## Source extract
┄┄┄┄┄┄┄┄┄┄┄┄┄┄┄┄┄┄┄┄
British Universities Ice Hockey Association
- Abbreviation: BUIHA
- Formation: 2003
- Legal status: Non-Profit Organisation
- Purpose: British University Ice Hockey
- Location: IceSheffield;
- Region served: England, Wales & Scotland
- Members: British University Ice Hockey Clubs (23 clubs)
- Chairman: Andrew Miller
- Secretary: Rob Grant
- Fixtures Secretary: Richard Gray
- Key people: Joe Staton David Rogers Nick Ivill Essi Aittasalo Alex Carmichael
- Main organ: BUIHA Executive Committee
- Affiliations: British Universities and Colleges Sport
- Website: BUIHA

= British Universities Ice Hockey Association =

The British Universities Ice Hockey Association was founded during the spring term 2003 by a group of hockey players from the universities of Oxford, London, Nottingham and Newcastle.

== History of the BUIHA ==
The British Universities Ice Hockey Association, or BUIHA, was formed in response to the growing number of universities with ice hockey programmes in an effort to provide students with competitive ice hockey whilst at university, no matter what their level of play.

The notion to form the BUIHA first arose in Easter 2003. The idea was to simply form a divisional competition for the existing university teams. Development over the summer of 2003 led to a committee being put in place, a schedule being set and a number of teams signed up to take part in the first ever BUIHA University Cup. The National Championships was already an existing competition. Indeed, the 2003/04 formative season finished in style at the National Championships weekend where the then 13 member teams battled it out for The Rawlinson Plate & The Hopkins Plate.

The following season, to further the BUIHA objective of progression at all levels of the sport, the BUIHA introduced Division 3. Also joining the BUIHA in its second season were a number of new university teams, a number that would be again bolstered in its third season, bringing the total teams for 2005-6 to 29.

The 2008/09 season saw the Bristol Lions enter for the first time. The sole new entrant in the 2009/10 season were the newly formed Kent Knights, who arrived on the scene with an old friend lining up in a Knights roster. It was the time that Old Skool had ended his association with Imperial College Devils and was playing for his university for the very first time. The 2010/11 season saw the Oxford Women's Blues join their Cambridge counterparts in Division 3 South, and in 2012 we saw a team from St Andrews enter the National Championships in Tier II.
┄┄┄┄┄┄┄┄┄┄┄┄┄┄┄┄┄┄┄┄
[Items from a dataset]
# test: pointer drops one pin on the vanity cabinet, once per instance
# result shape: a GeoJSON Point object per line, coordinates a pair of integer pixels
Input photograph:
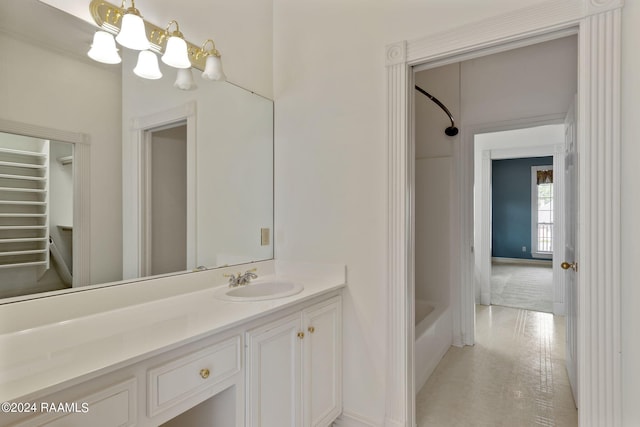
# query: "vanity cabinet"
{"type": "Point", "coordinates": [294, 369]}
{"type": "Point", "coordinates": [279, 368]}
┄┄┄┄┄┄┄┄┄┄┄┄┄┄┄┄┄┄┄┄
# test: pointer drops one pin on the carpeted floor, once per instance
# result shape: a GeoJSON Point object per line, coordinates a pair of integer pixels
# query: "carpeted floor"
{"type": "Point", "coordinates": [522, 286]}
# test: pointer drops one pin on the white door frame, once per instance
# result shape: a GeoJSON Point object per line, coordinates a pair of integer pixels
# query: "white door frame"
┄┄┄┄┄┄┄┄┄┄┄┄┄┄┄┄┄┄┄┄
## Directions
Repeat word for word the part of the university ice hockey text that opens with the words containing "The 2008/09 season" and closes with "in Tier II.".

## Exercise output
The 2008/09 season saw the Bristol Lions enter for the first time. The sole new entrant in the 2009/10 season were the newly formed Kent Knights, who arrived on the scene with an old friend lining up in a Knights roster. It was the time that Old Skool had ended his association with Imperial College Devils and was playing for his university for the very first time. The 2010/11 season saw the Oxford Women's Blues join their Cambridge counterparts in Division 3 South, and in 2012 we saw a team from St Andrews enter the National Championships in Tier II.